▶ WHAT THIS TASK INVOLVES:
Return every line of the records that includes the string "water".
======== DATA EXTRACT ========
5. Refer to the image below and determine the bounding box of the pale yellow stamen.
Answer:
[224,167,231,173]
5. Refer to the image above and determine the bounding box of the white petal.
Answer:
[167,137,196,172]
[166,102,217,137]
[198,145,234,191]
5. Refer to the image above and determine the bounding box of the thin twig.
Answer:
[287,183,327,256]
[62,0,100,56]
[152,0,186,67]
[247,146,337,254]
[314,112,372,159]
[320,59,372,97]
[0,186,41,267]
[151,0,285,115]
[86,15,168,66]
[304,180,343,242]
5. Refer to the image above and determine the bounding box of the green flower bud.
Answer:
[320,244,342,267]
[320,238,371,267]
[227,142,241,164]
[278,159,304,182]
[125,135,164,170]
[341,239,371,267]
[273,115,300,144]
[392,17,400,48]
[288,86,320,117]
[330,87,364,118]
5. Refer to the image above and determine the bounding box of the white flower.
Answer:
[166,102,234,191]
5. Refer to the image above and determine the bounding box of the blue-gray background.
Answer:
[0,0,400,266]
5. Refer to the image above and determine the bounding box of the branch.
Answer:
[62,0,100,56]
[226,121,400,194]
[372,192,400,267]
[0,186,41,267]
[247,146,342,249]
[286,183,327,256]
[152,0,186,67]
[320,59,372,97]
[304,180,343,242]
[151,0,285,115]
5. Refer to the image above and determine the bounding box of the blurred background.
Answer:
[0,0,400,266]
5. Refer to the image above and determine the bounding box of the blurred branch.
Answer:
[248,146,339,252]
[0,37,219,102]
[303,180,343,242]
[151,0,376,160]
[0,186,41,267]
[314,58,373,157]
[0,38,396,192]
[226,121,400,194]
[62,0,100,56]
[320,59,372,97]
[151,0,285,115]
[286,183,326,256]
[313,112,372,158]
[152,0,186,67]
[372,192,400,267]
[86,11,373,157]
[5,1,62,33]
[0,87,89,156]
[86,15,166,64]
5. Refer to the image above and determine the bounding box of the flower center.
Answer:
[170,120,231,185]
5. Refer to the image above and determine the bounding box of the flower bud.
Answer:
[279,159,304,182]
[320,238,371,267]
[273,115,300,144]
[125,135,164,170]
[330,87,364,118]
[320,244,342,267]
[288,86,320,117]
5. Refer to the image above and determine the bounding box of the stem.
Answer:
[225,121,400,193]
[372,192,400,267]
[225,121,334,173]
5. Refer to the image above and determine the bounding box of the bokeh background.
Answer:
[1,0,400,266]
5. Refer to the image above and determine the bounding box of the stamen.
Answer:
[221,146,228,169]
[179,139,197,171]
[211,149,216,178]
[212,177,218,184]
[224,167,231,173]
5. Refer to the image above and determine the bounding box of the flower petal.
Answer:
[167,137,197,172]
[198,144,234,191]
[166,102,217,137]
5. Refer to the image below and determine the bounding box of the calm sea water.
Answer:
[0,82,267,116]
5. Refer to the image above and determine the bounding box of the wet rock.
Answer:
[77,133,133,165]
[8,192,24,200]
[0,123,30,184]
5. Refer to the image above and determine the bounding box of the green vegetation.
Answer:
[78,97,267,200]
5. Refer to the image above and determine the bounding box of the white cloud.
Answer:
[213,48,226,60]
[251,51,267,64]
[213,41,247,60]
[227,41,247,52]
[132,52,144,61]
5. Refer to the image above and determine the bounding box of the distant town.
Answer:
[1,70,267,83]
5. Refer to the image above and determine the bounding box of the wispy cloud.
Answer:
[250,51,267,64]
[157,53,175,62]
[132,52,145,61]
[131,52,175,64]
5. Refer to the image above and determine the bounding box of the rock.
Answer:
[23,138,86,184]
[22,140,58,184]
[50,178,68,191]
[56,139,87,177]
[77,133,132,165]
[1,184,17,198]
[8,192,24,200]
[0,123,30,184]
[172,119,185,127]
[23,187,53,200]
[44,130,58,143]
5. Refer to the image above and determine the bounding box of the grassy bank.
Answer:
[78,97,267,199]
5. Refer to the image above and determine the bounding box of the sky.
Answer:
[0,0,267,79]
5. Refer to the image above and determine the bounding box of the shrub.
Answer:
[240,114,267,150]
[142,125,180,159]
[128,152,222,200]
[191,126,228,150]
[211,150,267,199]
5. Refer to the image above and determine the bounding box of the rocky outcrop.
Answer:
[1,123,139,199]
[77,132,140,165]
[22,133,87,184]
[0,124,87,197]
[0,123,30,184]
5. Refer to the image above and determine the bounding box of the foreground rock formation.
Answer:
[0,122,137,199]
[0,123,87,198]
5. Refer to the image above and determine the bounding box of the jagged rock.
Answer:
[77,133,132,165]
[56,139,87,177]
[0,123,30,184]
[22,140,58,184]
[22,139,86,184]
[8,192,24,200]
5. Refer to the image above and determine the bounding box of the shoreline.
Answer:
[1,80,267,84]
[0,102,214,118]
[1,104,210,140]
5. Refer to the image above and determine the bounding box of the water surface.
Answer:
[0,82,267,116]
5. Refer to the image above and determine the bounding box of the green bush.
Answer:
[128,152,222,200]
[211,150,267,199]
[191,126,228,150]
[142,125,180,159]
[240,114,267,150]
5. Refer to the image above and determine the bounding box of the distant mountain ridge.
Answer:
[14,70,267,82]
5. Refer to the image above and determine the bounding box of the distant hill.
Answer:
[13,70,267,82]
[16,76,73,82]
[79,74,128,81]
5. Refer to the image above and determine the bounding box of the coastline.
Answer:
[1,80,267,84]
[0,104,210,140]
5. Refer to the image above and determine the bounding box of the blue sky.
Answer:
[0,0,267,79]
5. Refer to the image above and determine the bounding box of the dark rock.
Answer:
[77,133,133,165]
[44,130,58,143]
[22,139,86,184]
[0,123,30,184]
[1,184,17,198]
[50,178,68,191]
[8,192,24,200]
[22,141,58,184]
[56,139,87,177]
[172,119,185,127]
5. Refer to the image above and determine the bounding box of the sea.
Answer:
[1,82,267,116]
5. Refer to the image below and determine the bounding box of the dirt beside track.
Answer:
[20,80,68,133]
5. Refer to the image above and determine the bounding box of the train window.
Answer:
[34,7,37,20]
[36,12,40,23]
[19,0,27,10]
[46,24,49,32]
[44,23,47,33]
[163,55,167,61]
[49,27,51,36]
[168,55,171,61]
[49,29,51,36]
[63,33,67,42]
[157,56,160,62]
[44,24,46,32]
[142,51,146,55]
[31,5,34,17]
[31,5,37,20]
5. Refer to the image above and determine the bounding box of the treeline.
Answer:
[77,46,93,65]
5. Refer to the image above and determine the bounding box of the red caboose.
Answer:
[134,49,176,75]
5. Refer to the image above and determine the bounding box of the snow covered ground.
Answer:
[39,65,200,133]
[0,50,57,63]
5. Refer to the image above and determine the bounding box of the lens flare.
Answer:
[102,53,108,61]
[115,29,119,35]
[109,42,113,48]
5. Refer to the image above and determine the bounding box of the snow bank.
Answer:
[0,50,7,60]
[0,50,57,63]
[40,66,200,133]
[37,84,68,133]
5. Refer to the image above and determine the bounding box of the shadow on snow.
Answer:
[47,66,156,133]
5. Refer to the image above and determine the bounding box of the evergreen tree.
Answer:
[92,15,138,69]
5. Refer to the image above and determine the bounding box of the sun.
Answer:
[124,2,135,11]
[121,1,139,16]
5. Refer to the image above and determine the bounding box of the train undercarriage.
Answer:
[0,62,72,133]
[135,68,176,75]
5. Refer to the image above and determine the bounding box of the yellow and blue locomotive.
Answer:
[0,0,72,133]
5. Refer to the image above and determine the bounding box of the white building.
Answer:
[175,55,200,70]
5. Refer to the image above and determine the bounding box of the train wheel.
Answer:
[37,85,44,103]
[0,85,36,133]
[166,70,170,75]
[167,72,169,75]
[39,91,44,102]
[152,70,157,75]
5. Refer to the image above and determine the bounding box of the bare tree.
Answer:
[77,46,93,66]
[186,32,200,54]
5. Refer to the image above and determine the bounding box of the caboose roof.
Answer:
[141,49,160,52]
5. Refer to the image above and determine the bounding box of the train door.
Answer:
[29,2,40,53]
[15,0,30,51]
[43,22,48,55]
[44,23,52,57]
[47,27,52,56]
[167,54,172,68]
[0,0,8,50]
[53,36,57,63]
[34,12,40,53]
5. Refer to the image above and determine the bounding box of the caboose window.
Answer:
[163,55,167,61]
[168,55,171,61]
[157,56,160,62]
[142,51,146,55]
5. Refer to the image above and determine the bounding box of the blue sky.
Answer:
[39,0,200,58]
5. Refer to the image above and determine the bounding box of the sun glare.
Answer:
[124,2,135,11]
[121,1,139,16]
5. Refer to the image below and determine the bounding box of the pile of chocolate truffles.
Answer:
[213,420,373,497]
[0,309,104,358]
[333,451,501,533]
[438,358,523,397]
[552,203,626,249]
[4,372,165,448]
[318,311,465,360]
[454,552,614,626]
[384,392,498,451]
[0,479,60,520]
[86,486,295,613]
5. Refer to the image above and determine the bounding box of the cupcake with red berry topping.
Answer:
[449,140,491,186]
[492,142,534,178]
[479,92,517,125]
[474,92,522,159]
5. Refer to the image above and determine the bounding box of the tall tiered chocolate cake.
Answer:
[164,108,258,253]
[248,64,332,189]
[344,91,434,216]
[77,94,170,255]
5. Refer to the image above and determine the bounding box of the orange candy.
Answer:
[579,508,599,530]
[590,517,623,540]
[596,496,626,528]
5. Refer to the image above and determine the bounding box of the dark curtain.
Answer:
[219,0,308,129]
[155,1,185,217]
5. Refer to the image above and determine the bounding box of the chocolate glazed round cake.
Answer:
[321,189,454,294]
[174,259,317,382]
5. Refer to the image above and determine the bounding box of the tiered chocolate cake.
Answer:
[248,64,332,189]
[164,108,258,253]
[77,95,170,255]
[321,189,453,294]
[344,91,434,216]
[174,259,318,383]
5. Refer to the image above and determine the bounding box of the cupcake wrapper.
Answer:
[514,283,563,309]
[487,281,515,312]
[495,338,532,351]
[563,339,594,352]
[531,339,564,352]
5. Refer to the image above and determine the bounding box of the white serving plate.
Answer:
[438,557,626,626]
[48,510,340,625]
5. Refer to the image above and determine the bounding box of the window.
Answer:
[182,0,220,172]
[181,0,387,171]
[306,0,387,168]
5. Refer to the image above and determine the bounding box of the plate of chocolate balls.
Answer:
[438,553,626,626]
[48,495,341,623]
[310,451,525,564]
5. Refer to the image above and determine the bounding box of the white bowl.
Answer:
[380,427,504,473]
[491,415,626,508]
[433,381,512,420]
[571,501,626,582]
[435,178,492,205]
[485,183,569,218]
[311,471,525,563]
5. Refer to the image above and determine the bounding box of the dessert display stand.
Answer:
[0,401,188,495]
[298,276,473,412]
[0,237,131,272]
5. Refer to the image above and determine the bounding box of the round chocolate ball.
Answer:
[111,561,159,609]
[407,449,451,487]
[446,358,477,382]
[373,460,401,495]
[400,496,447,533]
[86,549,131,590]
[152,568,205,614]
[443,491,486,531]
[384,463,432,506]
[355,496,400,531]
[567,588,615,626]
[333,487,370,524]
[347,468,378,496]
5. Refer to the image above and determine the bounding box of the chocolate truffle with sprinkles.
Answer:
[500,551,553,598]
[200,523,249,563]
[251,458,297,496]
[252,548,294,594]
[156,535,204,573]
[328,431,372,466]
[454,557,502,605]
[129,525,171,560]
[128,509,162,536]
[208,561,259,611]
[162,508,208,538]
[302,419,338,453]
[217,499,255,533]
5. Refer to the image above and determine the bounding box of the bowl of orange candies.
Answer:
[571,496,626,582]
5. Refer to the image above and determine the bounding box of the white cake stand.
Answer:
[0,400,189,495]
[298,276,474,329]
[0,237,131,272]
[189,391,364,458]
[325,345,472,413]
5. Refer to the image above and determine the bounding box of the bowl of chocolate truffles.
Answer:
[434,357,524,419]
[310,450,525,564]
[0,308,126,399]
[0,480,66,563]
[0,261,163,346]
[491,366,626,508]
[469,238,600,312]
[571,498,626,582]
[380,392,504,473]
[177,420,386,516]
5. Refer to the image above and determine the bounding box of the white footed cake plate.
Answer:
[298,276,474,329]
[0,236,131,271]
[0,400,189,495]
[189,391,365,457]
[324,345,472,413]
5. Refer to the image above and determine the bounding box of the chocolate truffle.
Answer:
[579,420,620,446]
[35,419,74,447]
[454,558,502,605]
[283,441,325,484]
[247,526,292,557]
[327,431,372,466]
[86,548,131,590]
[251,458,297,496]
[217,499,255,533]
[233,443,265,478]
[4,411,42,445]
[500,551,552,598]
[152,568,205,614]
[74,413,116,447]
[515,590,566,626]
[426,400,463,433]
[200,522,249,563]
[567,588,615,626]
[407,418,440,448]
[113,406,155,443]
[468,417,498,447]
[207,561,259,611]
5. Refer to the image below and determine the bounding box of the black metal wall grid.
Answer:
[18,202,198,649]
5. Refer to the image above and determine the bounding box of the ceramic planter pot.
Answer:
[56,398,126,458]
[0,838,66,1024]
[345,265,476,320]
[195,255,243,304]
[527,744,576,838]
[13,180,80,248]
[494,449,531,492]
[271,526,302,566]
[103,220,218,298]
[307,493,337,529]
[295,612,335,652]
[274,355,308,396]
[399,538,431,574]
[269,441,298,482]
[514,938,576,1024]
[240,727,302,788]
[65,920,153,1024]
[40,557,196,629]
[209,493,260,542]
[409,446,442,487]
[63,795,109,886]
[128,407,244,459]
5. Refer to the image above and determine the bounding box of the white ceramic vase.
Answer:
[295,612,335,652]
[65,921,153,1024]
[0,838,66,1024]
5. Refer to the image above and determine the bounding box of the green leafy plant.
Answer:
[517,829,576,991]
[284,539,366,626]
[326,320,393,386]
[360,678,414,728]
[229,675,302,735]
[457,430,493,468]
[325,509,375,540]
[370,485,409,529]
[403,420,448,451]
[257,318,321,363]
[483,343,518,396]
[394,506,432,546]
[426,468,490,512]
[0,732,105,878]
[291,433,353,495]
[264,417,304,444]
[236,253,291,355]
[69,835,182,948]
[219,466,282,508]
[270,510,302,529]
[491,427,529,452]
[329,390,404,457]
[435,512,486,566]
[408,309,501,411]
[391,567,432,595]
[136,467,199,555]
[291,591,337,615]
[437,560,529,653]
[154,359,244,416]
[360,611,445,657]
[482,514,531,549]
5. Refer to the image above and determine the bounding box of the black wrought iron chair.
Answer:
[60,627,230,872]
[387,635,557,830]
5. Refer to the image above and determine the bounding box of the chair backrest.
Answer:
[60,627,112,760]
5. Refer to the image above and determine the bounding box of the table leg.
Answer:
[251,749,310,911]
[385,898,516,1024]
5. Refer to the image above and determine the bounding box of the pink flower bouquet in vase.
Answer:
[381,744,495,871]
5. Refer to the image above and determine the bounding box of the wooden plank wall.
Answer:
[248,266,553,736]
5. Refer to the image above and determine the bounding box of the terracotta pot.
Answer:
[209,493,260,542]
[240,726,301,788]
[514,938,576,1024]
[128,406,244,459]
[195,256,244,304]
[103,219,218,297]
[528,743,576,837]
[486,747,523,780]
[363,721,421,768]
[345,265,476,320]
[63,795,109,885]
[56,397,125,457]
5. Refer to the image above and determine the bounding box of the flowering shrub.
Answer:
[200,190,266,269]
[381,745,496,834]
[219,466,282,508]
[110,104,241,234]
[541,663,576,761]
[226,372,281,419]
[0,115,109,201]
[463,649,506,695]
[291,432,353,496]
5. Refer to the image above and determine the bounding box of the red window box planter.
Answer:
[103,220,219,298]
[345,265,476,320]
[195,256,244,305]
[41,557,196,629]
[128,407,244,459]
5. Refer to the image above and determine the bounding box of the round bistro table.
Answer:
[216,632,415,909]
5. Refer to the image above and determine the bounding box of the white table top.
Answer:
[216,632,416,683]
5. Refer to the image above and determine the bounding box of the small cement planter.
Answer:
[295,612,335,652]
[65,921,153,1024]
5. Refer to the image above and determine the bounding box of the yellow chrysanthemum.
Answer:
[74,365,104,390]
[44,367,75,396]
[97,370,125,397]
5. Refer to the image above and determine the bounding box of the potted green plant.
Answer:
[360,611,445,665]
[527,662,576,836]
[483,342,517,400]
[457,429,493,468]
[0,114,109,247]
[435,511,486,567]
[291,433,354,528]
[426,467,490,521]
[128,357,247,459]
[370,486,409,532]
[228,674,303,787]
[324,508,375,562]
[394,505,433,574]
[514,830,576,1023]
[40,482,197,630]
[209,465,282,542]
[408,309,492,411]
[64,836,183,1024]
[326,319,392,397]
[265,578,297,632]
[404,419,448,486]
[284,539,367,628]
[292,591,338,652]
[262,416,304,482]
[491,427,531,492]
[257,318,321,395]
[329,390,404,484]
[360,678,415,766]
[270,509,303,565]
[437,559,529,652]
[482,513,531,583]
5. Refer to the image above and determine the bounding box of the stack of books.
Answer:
========
▶ FINAL ANSWER:
5. Refer to the image below and determine the bounding box of the calm sea water.
5. Refer to the image above and determine the bounding box of the water surface.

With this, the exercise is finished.